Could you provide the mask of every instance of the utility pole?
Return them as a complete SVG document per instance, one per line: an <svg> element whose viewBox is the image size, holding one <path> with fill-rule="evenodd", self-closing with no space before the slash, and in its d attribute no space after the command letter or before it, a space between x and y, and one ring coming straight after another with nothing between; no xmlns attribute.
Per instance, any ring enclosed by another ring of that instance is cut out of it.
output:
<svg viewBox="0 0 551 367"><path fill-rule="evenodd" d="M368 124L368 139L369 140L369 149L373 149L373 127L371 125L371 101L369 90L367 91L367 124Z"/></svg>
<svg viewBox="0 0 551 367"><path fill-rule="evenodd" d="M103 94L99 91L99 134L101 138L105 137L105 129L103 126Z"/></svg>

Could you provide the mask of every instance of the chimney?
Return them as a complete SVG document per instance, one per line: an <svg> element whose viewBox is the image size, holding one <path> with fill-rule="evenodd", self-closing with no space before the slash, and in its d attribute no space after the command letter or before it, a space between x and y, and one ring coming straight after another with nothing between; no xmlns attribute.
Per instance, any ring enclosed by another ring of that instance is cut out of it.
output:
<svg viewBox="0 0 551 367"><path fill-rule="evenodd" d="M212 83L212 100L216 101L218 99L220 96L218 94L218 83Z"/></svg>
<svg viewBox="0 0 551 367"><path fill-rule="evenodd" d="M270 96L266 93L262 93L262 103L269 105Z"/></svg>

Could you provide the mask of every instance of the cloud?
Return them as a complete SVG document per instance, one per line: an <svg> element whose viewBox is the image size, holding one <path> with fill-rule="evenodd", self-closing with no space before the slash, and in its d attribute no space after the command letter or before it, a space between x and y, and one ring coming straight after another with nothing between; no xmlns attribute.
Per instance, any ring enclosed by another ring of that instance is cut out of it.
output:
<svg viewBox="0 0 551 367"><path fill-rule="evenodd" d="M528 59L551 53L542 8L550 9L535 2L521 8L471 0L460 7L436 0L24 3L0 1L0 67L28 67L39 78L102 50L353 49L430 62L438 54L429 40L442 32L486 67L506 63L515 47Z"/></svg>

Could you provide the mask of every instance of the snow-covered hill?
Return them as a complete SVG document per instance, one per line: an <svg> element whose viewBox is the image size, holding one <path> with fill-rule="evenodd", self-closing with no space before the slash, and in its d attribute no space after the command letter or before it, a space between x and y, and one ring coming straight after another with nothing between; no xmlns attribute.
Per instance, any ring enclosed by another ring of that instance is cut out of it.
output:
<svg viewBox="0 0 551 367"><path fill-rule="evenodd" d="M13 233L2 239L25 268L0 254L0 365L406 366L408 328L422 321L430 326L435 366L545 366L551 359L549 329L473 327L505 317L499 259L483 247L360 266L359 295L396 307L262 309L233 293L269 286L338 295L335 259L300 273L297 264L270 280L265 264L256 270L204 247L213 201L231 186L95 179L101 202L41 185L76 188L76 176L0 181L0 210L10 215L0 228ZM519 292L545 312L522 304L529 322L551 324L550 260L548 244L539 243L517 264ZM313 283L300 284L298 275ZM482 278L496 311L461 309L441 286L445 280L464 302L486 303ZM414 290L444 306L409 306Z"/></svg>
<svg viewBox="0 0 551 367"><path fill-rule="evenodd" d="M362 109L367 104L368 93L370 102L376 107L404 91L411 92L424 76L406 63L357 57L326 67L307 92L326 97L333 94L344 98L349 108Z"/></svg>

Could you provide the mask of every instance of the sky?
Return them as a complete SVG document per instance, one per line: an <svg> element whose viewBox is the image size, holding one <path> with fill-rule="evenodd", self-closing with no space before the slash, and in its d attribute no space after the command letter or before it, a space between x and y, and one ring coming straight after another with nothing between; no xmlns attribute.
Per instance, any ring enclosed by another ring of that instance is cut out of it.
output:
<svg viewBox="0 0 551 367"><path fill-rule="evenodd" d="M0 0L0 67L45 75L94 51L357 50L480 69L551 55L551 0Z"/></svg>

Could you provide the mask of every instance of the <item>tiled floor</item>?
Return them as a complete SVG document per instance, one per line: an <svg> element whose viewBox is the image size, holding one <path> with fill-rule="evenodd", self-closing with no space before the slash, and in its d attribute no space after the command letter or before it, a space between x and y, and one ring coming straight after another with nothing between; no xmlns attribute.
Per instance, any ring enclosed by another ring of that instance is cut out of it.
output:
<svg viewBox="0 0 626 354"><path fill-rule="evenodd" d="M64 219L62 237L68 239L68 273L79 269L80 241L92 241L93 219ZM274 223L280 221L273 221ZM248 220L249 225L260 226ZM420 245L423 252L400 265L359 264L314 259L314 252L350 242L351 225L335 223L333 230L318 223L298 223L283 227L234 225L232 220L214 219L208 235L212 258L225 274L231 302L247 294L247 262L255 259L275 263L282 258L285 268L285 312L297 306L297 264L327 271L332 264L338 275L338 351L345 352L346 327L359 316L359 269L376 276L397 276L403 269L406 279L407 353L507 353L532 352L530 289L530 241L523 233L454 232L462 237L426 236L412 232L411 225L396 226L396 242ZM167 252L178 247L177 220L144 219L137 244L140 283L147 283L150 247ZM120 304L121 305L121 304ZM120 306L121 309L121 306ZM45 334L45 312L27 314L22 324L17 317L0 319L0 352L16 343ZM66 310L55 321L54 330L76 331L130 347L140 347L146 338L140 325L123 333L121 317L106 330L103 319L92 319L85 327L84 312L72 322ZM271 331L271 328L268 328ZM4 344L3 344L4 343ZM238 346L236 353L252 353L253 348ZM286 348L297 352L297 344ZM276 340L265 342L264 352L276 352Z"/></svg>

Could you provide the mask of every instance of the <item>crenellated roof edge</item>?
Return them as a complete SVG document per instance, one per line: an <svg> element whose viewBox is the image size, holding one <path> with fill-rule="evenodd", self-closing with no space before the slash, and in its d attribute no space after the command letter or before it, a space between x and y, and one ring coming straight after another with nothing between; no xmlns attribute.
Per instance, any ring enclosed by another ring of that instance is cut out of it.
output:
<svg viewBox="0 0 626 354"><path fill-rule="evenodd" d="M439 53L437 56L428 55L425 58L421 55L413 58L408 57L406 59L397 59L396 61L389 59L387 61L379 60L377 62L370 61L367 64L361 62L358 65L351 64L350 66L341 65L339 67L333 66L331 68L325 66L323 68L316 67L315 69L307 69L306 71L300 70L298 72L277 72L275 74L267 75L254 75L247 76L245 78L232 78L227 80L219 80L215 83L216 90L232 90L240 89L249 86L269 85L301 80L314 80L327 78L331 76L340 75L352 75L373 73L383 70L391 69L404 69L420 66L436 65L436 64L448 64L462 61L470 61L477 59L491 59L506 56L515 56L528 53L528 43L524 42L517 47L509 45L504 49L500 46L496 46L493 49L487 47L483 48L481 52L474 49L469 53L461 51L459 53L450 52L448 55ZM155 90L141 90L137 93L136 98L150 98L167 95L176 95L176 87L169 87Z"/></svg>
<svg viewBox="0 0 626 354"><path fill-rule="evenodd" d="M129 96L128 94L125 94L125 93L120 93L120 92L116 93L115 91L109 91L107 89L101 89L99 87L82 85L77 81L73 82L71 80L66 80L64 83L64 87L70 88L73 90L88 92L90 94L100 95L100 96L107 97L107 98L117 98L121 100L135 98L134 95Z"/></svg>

- - -

## Set problem:
Repeat back the data above, exact to the last character.

## Task output:
Could you provide the mask of every instance of the utility pole?
Return them as a complete SVG document per instance, one per line: an <svg> element whose viewBox is the image size, holding one <path> with fill-rule="evenodd", self-closing with no space before the slash, and in its d attribute no space after the command letter or before it, a space between x and y, and one ring coming straight after another with nothing between; no xmlns attribute.
Per instance, any ring enclosed by another ring of that instance is cut out of it.
output:
<svg viewBox="0 0 551 367"><path fill-rule="evenodd" d="M368 124L368 139L369 140L369 149L373 149L373 127L371 125L371 101L369 90L367 91L367 124Z"/></svg>
<svg viewBox="0 0 551 367"><path fill-rule="evenodd" d="M103 94L99 91L99 134L101 138L105 137L105 129L103 126Z"/></svg>

Could you provide the mask of every instance of the chimney?
Return them as a complete SVG document per instance, one per line: an <svg> element whose viewBox is the image size, holding one <path> with fill-rule="evenodd", self-closing with no space before the slash, and in its d attribute no space after the command letter or before it, a space between x and y, and one ring coming straight after another with nothing between; no xmlns attribute.
Per instance, any ring enclosed by another ring of that instance is cut out of it.
output:
<svg viewBox="0 0 551 367"><path fill-rule="evenodd" d="M212 83L212 100L216 101L218 99L220 96L218 94L218 83Z"/></svg>
<svg viewBox="0 0 551 367"><path fill-rule="evenodd" d="M270 96L266 93L262 93L262 103L269 105Z"/></svg>

Could you provide the mask of every instance of the cloud?
Return them as a complete SVG document per instance, one per line: an <svg> element whose viewBox is the image size, holding one <path> with fill-rule="evenodd", self-closing with no space before the slash, and in its d attribute no space after the command letter or before it, a space between x and y, and one ring coming straight after another with nothing between; no xmlns attribute.
Per instance, any ring enclosed by another ring of that instance is cut out of it.
output:
<svg viewBox="0 0 551 367"><path fill-rule="evenodd" d="M528 59L551 53L542 8L550 9L535 2L521 8L471 0L460 7L436 0L24 3L0 1L0 67L28 67L39 78L102 50L353 49L430 62L438 54L429 40L442 32L486 67L506 63L515 47Z"/></svg>

Could you provide the mask of every instance of the snow-covered hill?
Return them as a complete SVG document per instance, one per line: an <svg> element whose viewBox is the image size, holding one <path> with fill-rule="evenodd", self-closing with no space before the slash, and in its d attribute no space after the command letter or before it, a space between x and y, and one ring coming straight after another with nothing between; no xmlns attribute.
Per instance, any ring enclosed by another ring of that instance is cut out of it.
output:
<svg viewBox="0 0 551 367"><path fill-rule="evenodd" d="M13 233L2 239L25 268L0 254L0 365L406 366L408 328L422 321L430 326L435 366L545 366L551 359L549 329L473 327L505 317L499 259L483 247L360 266L359 295L396 307L262 309L233 293L269 286L338 295L335 259L300 273L297 264L270 280L265 264L256 270L204 247L213 201L231 186L95 179L101 202L41 185L76 188L76 176L0 181L0 210L10 215L0 228ZM519 292L545 312L522 304L529 322L551 324L550 260L548 244L539 243L517 264ZM313 283L300 284L298 275ZM482 278L496 311L461 309L441 286L445 280L464 302L486 303ZM414 290L444 306L409 306Z"/></svg>
<svg viewBox="0 0 551 367"><path fill-rule="evenodd" d="M362 109L367 104L368 93L370 102L376 107L404 91L411 92L424 76L406 63L357 57L326 67L307 92L326 97L333 94L344 98L349 108Z"/></svg>

Could you provide the mask of every instance of the sky?
Return them as a complete SVG document per instance, one per line: an <svg> element whose viewBox is the image size, holding one <path> with fill-rule="evenodd", self-closing with no space before the slash, and in its d attribute no space after the command letter or before it, a space between x and y, and one ring coming straight after another with nothing between; no xmlns attribute.
Per instance, any ring enclosed by another ring of that instance is cut out of it.
output:
<svg viewBox="0 0 551 367"><path fill-rule="evenodd" d="M0 0L0 67L45 75L94 51L357 50L480 69L551 55L551 0Z"/></svg>

Could you provide the mask of every instance of the <item>tiled floor</item>?
Return them as a complete SVG document per instance, one per line: an <svg> element whose viewBox is the image size, holding one <path> with fill-rule="evenodd", self-closing with no space before the slash, and in its d attribute no space after the command letter or before it, a space between x and y, and one ring coming straight after another with nothing between; no xmlns attribute.
Per instance, any ring enclosed by another ring of that instance is cut out of it.
output:
<svg viewBox="0 0 626 354"><path fill-rule="evenodd" d="M64 219L62 237L68 239L68 273L79 269L80 241L92 241L93 219ZM274 223L280 221L273 221ZM248 220L249 225L260 226ZM420 245L423 252L400 265L359 264L314 259L314 252L350 242L351 225L335 223L333 230L318 223L298 223L283 227L234 225L232 220L214 219L208 235L212 258L225 274L231 302L247 294L247 262L255 259L275 263L282 258L285 268L285 312L297 306L297 264L327 271L332 264L338 275L338 351L345 352L346 327L359 316L359 269L376 276L397 276L403 269L406 279L407 353L507 353L532 352L530 289L530 241L523 233L454 232L462 237L426 236L412 232L411 225L396 226L396 242ZM167 252L178 247L177 220L144 219L137 244L140 283L147 283L150 247ZM120 304L121 305L121 304ZM120 306L121 309L121 306ZM45 334L45 312L27 314L22 324L17 317L0 319L0 352L16 343ZM66 310L55 321L54 330L76 331L130 347L140 347L146 338L140 325L123 333L121 317L106 330L103 319L92 319L85 327L84 312L72 322ZM271 331L271 328L268 328ZM4 344L3 344L4 343ZM238 346L236 353L252 353L253 348ZM286 348L297 352L297 344ZM276 340L265 342L264 352L276 352Z"/></svg>

Could you provide the mask of every instance of the <item>crenellated roof edge</item>?
Return them as a complete SVG document per instance, one per line: an <svg> element whose viewBox is the image size, holding one <path> with fill-rule="evenodd", self-closing with no space before the slash, and in its d attribute no space after the command letter or before it, a space between x and y, and one ring coming straight after another with nothing between; no xmlns attribute.
Per instance, any ring enclosed by another ring of that instance is cut out of it.
output:
<svg viewBox="0 0 626 354"><path fill-rule="evenodd" d="M439 53L437 56L428 55L425 58L421 55L413 58L408 57L406 59L397 59L396 61L389 59L387 61L379 60L377 62L370 61L367 64L361 62L358 65L351 64L350 66L341 65L339 67L333 66L331 68L325 66L323 68L316 67L315 69L307 69L306 71L300 70L298 72L277 72L275 74L267 75L254 75L247 76L245 78L232 78L227 80L219 80L215 83L216 90L232 90L240 89L249 86L269 85L301 80L314 80L327 78L331 76L340 75L352 75L373 73L383 70L391 69L404 69L420 66L436 65L436 64L448 64L462 61L470 61L477 59L491 59L506 56L515 56L528 53L528 43L524 42L517 47L509 45L504 49L500 46L496 46L493 49L487 47L483 48L481 52L474 49L469 53L461 51L459 53L450 52L448 55ZM155 90L141 90L137 93L136 98L150 98L167 95L176 95L176 87L169 87Z"/></svg>
<svg viewBox="0 0 626 354"><path fill-rule="evenodd" d="M129 96L128 94L125 94L125 93L120 93L120 92L116 93L115 91L109 91L107 89L101 89L99 87L82 85L77 81L73 82L71 80L66 80L64 83L64 87L70 88L73 90L88 92L90 94L100 95L100 96L107 97L107 98L117 98L121 100L135 98L134 95Z"/></svg>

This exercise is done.